### QUOTED PASSAGE
AIS Healthcare Is Fighting Back Against the Opioid Epidemic — Here’s How

Many Americans and their families have suffered from the opioid epidemic that has gripped the nation for several decades. According to the Centers for Disease Control and Prevention (CDC), there were an estimated 107,622 drug overdose deaths in the United States during 2021, an increase of nearly 15% from the 93,655 deaths estimated in 2020. AIS Healthcare is one pharmacy provider fighting back against this devastating opioid epidemic. Here’s how it’s helping patients, families, and physicians.

The truth is that for patients suffering from severe chronic pain and spasticity, opioid medication can often be an essential path to a higher quality of life. But oral opioids can also be highly addictive and harmful to patients. And when they’re overprescribed, abused or diverted, opioids can cause serious harm.

About 20% of American adults suffer from chronic pain. In 2022, the CDC released new guidelines around prescribing opioids, updating its 2016 recommendations.

### EXERCISE PROMPT
Pick up the article on AIS Healthcare and the opioid epidemic after its final sentence and keep writing it. The lines after this have no connection to the article on AIS Healthcare and the opioid epidemic.

### EXTRACTED INFORMATION
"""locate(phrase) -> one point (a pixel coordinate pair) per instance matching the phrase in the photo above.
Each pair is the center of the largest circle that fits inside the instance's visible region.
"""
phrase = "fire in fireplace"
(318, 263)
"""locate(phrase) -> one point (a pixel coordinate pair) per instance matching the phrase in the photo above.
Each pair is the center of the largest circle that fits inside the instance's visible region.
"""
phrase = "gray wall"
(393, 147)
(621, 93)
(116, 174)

### ANSWER SPACE
According to the CDC, drug overdose deaths have risen dramatically in the past few years and were at record levels during the Covid-19 pandemic. The CDC says most drug overdose deaths still involve opioids, with 72,000 overdose deaths from synthetic opioids alone in 2021.

“The science on pain care has advanced over the past six years,” said Dr. Debbie Dowell, chief clinical research officer for CDC’s Division of Overdose Prevention. “During this time, CDC has also learned more from people living with pain, their caregivers, and their clinicians. We’ve been able to improve and expand our recommendations by incorporating new data with a better understanding of people’s lived experiences and the challenges they face when managing pain and pain care.”

Oral opioids are not only at the center of the opioid epidemic in the United States; they also have side effects for patients who take the prescribed dose over a long period of time. For instance, because oral opioids go through a person’s blood system, they can damage organs like the kidneys and the gastrointestinal system. Oral opioids can also be the cause of other comorbid conditions.

Unfortunately, for too long, oral opioids have been too readily available to children or to anybody else who wants to look for them.

The country is increasingly regulating the use of oral opioids. In some states, physicians cannot prescribe more than seven days of an oral opioid to a patient. As a result, many physicians are looking for alternative treatment options.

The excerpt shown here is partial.